## PROBLEM STATEMENT
Pick out each line of the records that includes the string "mark", and copy it.

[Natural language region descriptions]
++++++++++++++++++++

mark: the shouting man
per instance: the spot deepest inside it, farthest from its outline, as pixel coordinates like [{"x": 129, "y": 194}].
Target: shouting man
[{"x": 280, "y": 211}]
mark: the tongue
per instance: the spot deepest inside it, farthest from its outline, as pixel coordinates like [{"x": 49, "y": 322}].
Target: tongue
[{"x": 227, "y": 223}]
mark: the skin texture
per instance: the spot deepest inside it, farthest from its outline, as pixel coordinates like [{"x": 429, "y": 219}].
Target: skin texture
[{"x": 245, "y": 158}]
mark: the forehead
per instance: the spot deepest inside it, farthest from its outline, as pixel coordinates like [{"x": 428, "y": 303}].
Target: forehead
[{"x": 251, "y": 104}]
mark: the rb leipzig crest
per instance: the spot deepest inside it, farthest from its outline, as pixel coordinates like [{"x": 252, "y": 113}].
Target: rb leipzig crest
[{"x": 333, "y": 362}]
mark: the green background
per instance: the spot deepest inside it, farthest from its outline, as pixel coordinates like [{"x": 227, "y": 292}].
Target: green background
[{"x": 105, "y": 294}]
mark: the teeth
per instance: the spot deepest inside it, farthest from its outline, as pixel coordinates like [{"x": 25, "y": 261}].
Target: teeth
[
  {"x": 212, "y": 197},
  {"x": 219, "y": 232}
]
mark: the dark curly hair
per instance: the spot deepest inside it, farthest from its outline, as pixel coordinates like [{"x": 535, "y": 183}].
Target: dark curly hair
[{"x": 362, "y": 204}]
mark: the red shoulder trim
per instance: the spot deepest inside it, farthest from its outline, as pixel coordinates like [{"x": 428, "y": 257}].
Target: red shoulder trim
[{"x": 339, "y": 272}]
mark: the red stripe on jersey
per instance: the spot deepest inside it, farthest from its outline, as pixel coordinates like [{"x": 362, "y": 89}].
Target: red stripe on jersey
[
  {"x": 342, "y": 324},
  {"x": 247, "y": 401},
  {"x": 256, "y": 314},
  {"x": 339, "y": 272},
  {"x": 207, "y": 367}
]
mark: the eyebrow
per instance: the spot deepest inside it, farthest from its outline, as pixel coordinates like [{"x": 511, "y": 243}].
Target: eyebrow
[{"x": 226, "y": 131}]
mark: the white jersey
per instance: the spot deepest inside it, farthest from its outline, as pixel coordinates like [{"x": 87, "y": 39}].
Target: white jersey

++++++++++++++++++++

## OUTPUT OF THE EXERCISE
mark: the shouting man
mark: the tongue
mark: the skin texture
mark: the forehead
mark: the rb leipzig crest
mark: the green background
mark: the teeth
mark: the dark curly hair
mark: the red shoulder trim
mark: the red stripe on jersey
mark: the eyebrow
mark: the white jersey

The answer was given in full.